The power function \(x^y\) is integral to many DSP applications, such as dB to linear gain conversion (\(y = 10^\frac{x}{20}\)), and semitone to Hz conversion (\(f_t = f_0 \cdot 2^{\frac{t}{12}}\)). When studying the code in Dexed, an FM synth modelled over DX7, I find many use cases of the exp2
function (\(2^x\)), especially in the amplitude envelope calculation.
In this post, we will look at how \(2^x\), or the exp2
function, can be approximated for speed-intensive, precision-tolerant use cases. Note that we only discuss the case of exp2
, because it is a convenient base in floating point representation (more on this later), and it is easily extendable to the generic power function \(x^y\). Given \(f(k) = 2^k\), we can transform the power function by multiplying a constant \(\log_{2}{x}\) on the input to make use of \(f(\cdot)\):
$$x^y = 2^{y \cdot \log_{2}{x}} = f(y \cdot \log_{2}{x})$$
Initial ideas
A straightforward approach is to truncate the Taylor series of \(2^x\) up to the \(n\)-th term. One can get the Taylor series of \(2^x\) as:
$$2^x = e^{x \ln 2} = 1 + \frac{x \ln 2}{1!} + \frac{(x \ln 2)^2}{2!} + \frac{(x \ln 2)^3}{3!} + … $$
However, to get a good approximation across a wide input range, it requires higher order of polynomials, which is computationally intensive.

^^^^^^^^

Brief 1: Copy from the passage on approximating exp2 the part that opens with the words containing "The power function \(x^y\)" and closes with "amplitude envelope calculation.".

^^^^^^^^

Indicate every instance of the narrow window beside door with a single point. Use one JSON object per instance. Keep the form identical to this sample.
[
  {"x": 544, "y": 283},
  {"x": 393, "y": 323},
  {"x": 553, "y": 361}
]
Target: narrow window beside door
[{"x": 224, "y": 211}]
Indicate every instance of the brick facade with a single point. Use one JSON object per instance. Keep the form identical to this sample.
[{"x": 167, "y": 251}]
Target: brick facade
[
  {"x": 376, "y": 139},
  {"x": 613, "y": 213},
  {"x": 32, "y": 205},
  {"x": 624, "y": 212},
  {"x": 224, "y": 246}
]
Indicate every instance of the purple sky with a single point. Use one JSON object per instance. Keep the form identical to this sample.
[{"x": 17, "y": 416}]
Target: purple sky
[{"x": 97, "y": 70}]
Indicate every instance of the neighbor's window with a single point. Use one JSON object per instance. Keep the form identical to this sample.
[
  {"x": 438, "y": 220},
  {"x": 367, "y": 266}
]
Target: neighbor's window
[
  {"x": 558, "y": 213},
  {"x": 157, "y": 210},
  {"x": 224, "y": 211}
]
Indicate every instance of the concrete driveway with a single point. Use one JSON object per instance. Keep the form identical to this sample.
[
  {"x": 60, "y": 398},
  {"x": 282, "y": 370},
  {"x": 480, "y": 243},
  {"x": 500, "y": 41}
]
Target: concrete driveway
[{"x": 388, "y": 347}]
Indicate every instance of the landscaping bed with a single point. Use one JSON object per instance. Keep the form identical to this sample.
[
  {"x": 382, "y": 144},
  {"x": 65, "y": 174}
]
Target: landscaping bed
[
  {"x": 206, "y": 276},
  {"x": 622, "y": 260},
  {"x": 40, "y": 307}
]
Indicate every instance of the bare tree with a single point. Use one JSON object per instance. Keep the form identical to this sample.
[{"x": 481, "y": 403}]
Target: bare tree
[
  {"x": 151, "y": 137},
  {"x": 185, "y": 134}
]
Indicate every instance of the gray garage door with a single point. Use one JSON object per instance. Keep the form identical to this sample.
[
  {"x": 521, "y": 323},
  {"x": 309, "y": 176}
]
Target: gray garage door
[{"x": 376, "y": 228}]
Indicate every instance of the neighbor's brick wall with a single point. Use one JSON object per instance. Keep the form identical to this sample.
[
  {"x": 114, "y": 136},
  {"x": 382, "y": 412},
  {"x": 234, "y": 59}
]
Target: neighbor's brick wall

^^^^^^^^

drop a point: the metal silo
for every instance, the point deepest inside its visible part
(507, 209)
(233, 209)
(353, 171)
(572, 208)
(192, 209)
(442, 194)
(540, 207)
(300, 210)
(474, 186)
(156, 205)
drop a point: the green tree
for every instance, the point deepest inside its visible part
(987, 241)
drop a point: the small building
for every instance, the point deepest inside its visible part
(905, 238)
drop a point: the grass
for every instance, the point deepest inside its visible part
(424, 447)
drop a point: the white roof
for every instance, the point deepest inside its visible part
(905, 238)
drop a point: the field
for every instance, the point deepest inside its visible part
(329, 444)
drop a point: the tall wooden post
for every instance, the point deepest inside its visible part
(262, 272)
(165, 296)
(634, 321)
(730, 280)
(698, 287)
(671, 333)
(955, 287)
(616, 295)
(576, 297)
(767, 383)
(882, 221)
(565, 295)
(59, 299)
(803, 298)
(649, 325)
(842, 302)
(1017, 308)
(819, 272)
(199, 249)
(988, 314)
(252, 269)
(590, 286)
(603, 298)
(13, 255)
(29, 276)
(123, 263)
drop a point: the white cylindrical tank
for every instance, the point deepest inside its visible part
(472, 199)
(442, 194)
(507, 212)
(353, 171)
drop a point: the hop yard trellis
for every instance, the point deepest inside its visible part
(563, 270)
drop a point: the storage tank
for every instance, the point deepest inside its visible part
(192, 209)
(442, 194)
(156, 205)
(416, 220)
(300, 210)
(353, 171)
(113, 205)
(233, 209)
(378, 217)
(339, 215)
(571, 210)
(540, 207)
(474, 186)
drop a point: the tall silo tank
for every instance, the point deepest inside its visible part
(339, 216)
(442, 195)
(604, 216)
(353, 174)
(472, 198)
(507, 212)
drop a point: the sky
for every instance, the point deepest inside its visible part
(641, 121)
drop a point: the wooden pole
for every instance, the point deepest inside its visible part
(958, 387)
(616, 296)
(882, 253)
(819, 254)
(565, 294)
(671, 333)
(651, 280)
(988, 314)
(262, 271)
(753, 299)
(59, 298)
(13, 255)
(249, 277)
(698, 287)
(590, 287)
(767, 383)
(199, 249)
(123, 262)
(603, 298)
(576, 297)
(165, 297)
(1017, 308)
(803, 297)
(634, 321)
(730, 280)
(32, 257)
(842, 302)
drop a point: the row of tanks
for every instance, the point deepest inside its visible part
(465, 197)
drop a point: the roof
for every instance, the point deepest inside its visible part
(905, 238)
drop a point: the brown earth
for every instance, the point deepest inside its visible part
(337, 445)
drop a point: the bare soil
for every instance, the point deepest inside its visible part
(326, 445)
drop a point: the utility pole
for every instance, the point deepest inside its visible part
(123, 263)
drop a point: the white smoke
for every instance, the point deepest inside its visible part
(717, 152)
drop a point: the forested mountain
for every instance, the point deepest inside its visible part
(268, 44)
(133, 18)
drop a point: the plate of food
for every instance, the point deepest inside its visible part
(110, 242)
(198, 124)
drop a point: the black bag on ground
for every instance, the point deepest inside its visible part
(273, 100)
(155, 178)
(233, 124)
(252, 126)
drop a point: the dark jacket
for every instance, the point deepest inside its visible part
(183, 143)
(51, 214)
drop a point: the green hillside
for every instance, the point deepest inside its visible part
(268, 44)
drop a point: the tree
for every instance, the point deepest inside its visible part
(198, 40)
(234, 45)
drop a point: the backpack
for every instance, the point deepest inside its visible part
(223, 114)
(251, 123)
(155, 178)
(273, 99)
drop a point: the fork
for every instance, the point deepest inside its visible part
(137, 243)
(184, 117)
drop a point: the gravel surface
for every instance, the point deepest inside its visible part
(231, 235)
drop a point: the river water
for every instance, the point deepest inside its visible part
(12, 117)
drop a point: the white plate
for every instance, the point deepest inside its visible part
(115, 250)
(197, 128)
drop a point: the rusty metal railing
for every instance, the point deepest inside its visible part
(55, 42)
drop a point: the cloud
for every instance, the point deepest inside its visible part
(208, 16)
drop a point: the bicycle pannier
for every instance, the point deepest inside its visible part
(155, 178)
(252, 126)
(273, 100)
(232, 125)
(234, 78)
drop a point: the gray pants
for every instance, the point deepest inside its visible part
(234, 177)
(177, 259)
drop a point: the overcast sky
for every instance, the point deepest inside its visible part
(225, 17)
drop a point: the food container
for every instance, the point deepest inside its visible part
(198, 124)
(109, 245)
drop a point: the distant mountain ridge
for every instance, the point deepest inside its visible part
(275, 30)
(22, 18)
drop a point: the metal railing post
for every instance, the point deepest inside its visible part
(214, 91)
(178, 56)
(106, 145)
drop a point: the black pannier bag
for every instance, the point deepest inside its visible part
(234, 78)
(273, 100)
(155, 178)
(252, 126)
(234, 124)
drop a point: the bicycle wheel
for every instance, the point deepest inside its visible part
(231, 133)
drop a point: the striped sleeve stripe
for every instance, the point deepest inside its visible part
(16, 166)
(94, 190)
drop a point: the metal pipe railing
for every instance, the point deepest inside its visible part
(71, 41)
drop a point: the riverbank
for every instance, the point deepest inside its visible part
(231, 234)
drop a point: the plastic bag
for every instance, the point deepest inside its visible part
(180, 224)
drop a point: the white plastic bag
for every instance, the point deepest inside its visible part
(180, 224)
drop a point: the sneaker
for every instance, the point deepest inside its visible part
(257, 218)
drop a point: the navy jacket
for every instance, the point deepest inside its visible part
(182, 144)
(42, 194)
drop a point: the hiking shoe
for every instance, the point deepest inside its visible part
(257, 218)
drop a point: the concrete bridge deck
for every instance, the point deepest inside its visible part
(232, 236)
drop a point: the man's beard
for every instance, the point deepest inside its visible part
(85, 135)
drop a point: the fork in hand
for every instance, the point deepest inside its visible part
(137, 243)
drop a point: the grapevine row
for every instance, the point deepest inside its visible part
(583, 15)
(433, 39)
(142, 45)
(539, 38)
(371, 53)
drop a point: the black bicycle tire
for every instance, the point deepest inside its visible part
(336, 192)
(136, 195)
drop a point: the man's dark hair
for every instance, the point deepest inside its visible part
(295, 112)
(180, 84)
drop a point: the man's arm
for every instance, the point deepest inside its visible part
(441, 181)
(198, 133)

^^^^^^^^

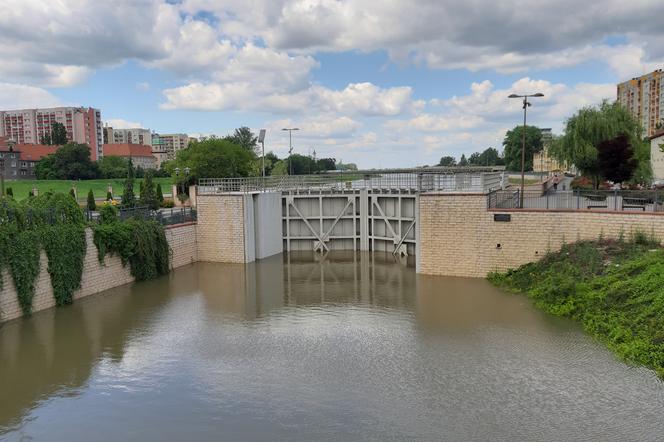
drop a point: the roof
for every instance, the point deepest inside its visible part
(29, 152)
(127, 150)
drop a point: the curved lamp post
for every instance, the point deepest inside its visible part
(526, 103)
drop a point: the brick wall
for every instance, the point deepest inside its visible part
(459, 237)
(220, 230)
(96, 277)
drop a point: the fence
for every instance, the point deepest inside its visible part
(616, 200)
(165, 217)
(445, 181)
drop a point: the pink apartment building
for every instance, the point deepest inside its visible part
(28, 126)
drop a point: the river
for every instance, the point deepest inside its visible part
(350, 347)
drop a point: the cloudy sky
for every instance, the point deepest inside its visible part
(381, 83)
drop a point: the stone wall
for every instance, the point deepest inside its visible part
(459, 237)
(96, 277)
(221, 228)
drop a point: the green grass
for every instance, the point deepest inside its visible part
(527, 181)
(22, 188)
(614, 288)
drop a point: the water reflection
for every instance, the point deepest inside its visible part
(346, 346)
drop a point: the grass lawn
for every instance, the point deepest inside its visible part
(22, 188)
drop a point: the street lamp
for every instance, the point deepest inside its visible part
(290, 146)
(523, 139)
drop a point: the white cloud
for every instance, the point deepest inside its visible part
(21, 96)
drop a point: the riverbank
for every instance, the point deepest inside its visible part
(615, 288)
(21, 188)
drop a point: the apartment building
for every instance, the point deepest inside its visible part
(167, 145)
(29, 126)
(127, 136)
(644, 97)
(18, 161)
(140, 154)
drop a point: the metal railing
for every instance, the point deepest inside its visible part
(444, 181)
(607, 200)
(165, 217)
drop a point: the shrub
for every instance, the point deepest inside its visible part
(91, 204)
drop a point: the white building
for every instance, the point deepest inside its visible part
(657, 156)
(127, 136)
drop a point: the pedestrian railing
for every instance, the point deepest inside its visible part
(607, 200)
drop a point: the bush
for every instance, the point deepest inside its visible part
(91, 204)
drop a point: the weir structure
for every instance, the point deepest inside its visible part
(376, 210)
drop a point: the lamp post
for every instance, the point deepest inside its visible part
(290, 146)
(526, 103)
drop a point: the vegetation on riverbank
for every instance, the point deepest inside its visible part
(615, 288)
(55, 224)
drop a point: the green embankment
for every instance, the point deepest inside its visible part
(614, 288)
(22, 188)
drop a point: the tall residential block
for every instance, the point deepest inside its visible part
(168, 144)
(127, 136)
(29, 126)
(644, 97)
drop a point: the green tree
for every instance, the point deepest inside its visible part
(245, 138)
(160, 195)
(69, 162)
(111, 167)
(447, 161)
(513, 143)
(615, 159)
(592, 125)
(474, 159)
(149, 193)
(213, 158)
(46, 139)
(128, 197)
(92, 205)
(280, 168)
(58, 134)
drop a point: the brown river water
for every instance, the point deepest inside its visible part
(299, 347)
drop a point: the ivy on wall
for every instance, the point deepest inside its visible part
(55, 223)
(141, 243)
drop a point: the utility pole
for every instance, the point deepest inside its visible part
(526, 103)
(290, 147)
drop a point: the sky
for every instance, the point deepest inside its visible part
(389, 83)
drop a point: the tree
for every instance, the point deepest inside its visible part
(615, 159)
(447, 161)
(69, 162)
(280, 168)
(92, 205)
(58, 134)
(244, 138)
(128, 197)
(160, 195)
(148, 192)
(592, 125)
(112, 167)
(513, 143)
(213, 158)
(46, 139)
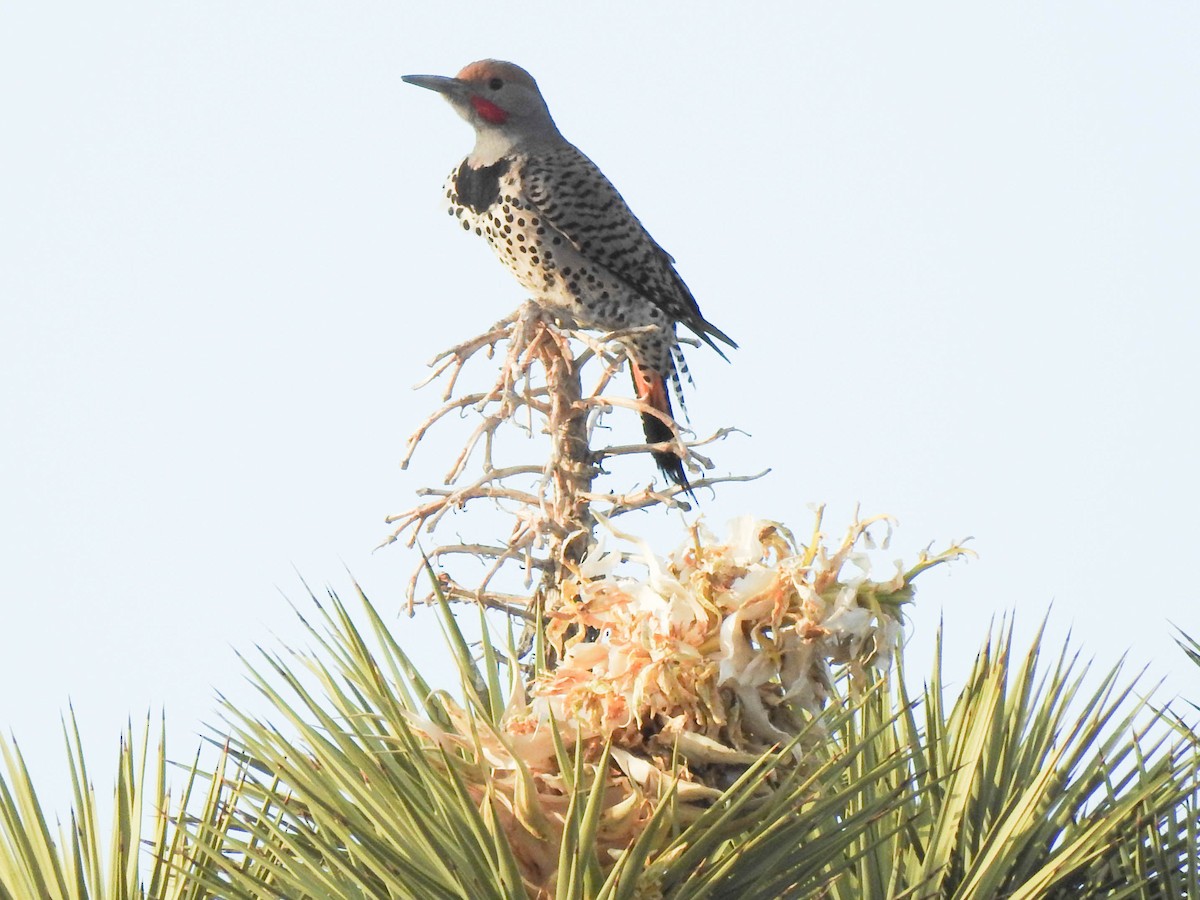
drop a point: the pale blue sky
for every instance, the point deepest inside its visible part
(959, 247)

^^^^^^^^

Brief 2: Can you reproduce the entries from the line containing "Indicate every instance of the purple" through the line containing "Target: neighbor's brick wall", substituting "single marker" for "single point" and leaving everything else unchanged? Return only those lines.

Final result 1:
The power function \(x^y\) is integral to many DSP applications, such as dB to linear gain conversion (\(y = 10^\frac{x}{20}\)), and semitone to Hz conversion (\(f_t = f_0 \cdot 2^{\frac{t}{12}}\)). When studying the code in Dexed, an FM synth modelled over DX7, I find many use cases of the exp2
function (\(2^x\)), especially in the amplitude envelope calculation.

Final result 2:
Indicate every instance of the purple sky with a single marker. Use one JSON object per instance. Keep the form identical to this sample.
[{"x": 17, "y": 416}]
Target: purple sky
[{"x": 97, "y": 70}]
Indicate every instance of the neighbor's window with a single marker. Use one JSON object per instance. Keep the form identical to this sample.
[
  {"x": 438, "y": 220},
  {"x": 367, "y": 266}
]
Target: neighbor's window
[
  {"x": 558, "y": 213},
  {"x": 157, "y": 210},
  {"x": 224, "y": 211}
]
Indicate every instance of the concrete driveway with a single marker. Use one JSON object per instance. Keep the form identical to this sample.
[
  {"x": 60, "y": 398},
  {"x": 282, "y": 370},
  {"x": 480, "y": 243},
  {"x": 500, "y": 41}
]
Target: concrete driveway
[{"x": 388, "y": 347}]
Indicate every instance of the landscaping bed with a single marker. Use one JSON object per instance. Keep the form identical to this sample.
[
  {"x": 382, "y": 144},
  {"x": 65, "y": 174}
]
Target: landscaping bed
[
  {"x": 206, "y": 276},
  {"x": 622, "y": 260},
  {"x": 40, "y": 307}
]
Indicate every instance of the bare tree with a single marker. Use one JSON object per instance. Keep the form identical to this sample.
[{"x": 481, "y": 403}]
Target: bare tree
[
  {"x": 151, "y": 137},
  {"x": 185, "y": 134}
]
Indicate every instance of the gray garage door with a single marker. Use one JSON object per instance. Keep the form identical to this sample.
[
  {"x": 521, "y": 323},
  {"x": 309, "y": 176}
]
Target: gray garage door
[{"x": 376, "y": 228}]
Indicate every instance of the neighbor's brick wall with a single marker. Use one JSON object per instance. Keep the form identical to this sample.
[
  {"x": 114, "y": 136},
  {"x": 382, "y": 412},
  {"x": 234, "y": 59}
]
Target: neighbor's brick wall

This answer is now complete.